DATA IN THIS EXERCISE START

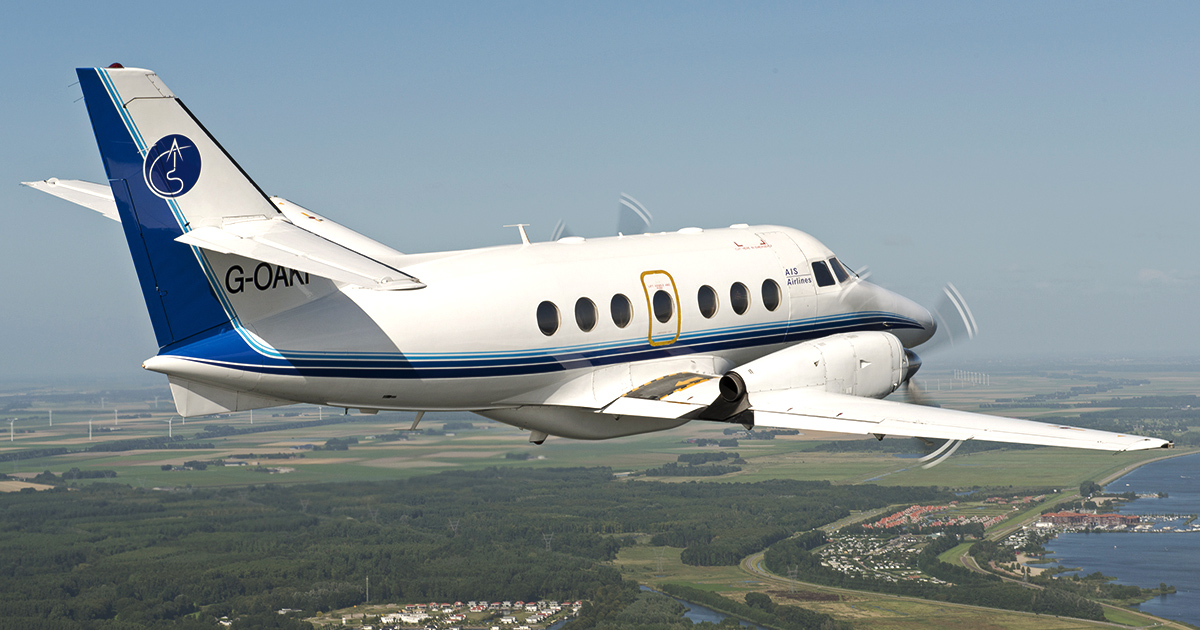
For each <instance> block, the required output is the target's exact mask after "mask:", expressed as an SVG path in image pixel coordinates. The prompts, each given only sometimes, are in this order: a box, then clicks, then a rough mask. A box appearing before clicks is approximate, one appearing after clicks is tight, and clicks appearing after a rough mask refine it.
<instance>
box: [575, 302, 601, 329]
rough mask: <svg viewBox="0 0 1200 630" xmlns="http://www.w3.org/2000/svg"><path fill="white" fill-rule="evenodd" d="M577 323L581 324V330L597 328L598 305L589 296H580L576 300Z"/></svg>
mask: <svg viewBox="0 0 1200 630" xmlns="http://www.w3.org/2000/svg"><path fill="white" fill-rule="evenodd" d="M575 323H576V324H578V325H580V330H582V331H584V332H588V331H590V330H592V329H594V328H596V305H595V302H593V301H592V300H589V299H587V298H580V299H578V300H576V301H575Z"/></svg>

DATA IN THIS EXERCISE END

-- TASK PROMPT --
Write out all the entries exactly, except for the pictures.

-- WRITTEN ANSWER --
For each <instance> block, the required output is the target's exact mask after "mask:", expressed as an SVG path in image pixel coordinates. The prompts, each given only sometimes, are in this order: a box, then clicks, then a rough mask. A box appearing before clicks is approximate, one appearing after clicks is tight, and clicks appearing after a rough mask refine it.
<instance>
box: [575, 302, 601, 329]
rough mask: <svg viewBox="0 0 1200 630" xmlns="http://www.w3.org/2000/svg"><path fill="white" fill-rule="evenodd" d="M577 323L581 324V330L597 328L598 305L589 296H580L576 300Z"/></svg>
mask: <svg viewBox="0 0 1200 630" xmlns="http://www.w3.org/2000/svg"><path fill="white" fill-rule="evenodd" d="M575 323H576V324H578V325H580V330H582V331H584V332H588V331H590V330H592V329H594V328H596V305H595V302H593V301H592V300H589V299H587V298H580V299H578V300H576V301H575Z"/></svg>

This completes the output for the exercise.